- [ASSIGNED TASK]: Filter the listing below, keeping every line that holds "body".

- [DATASET EXTRACT]:
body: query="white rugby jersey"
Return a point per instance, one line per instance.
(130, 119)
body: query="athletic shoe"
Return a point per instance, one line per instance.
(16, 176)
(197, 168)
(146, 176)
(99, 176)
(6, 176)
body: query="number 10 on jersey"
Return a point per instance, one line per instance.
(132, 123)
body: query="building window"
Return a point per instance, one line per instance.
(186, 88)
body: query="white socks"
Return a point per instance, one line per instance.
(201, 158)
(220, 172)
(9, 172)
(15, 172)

--

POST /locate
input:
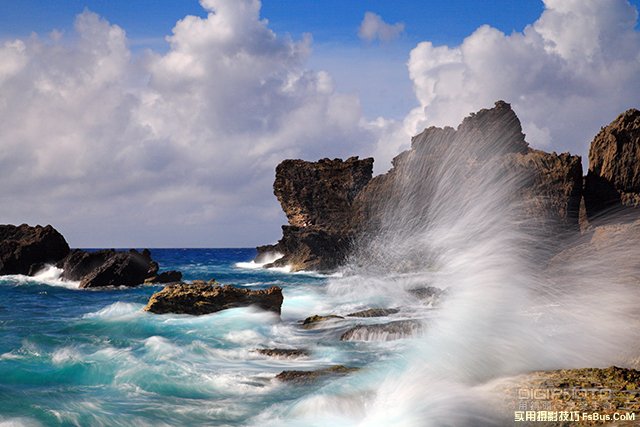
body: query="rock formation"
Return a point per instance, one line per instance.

- [REPLY]:
body: query="white rugby jersey"
body: query="athletic shoe"
body: query="number 10 on jersey"
body: query="building window"
body: query="white socks"
body: query="rock formation"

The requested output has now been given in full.